**Requirement:**
Carry on the essay about giving up coffee for Lent, starting right after its last sentence.

**Passage provided:**
You see, coffee has always been the reason I wake up in the morning and the thing that keeps me going through the day. People that know me, know that I’m OBSESSED  with it. The fact that I judge cafes and restaurants by the taste and quality of their vanilla lattes, should say a little about how much I enjoy this amazing drink.

Through my college years, I have become addicted to it. It has become what I NEED instead of what I WANT. My job requires waking up early, and school has just been difficult, so I depend on coffee to keep me sane.

The reason I gave this life saving thing up, is because of Lent. Yes, the mostly Catholic observance. A quick lesson: Lent comes from the Anglo-Saxon word “lencten” which simply means “Spring”. Just an fyi (for your information), I am a Protestant Christian, and observing Lent has never been important in our denomination. But I am a curious person and I think that it’s great that many denominations observe it. The traditional purpose of Lent is the preparation of the believer through prayer, penance, repentance of sins, alms-giving, atonement and self-denial. I believe that a Christian should always pray and repent of their sins daily, but the word “self-denial” caught my eye.

**Entries supplied:**
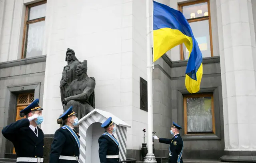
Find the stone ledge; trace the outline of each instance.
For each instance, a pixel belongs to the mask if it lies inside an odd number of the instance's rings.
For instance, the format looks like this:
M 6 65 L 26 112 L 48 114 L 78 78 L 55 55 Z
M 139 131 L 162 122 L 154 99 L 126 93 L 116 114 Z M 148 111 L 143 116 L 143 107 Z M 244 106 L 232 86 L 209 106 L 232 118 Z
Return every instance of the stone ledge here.
M 188 63 L 187 60 L 172 61 L 166 54 L 164 54 L 163 56 L 162 56 L 162 58 L 171 68 L 186 66 L 187 63 Z M 203 58 L 203 64 L 220 63 L 220 61 L 219 56 L 204 58 Z
M 224 155 L 220 158 L 220 160 L 222 161 L 230 162 L 256 162 L 256 156 L 230 156 Z
M 46 56 L 41 56 L 0 63 L 0 69 L 46 62 Z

**Output below:**
Lent is observed for 40 days before Easter. This year it started on February 10th and lasts until March 26th (46 days if you count all the Sunday’s). The original number of days that Lent was observed, was 40. The number “40” has always had special spiritual significance regarding preparation. On Mount Sinai, preparing to receive the Ten Commandments, “Moses stayed there with the Lord for 40 days and 40 nights, without eating any food or drinking any water” (Exodus 34:28). Elijah walked “40 days and 40 nights” to the mountain of the Lord, Mount Sinai (I Kings 19:8). Most importantly, Jesus fasted and prayed for “40 days and 40 nights” in the desert before He began His public ministry. All of these were important things that people in the Bible had to do before they began some sort of ministry.

But what does this have to do with coffee??

Coffee was something that I couldn’t live without. I wouldn’t give it up if I got paid to. In the Bible, it talks about Jesus saying “If anyone wishes to come after Me, he must deny himself, and take up his cross daily and follow Me” (Luke 9:23). I realized that coffee was something that I was depending on to keep me happy, sane, fulfilled. And you might think, “it’s just coffee, Olesya.” And I’m okay with you thinking that. But for me, giving up something that I am literally addicted to, in order to deny myself and my fleshly desires, in order to follow Jesus, is a really big deal.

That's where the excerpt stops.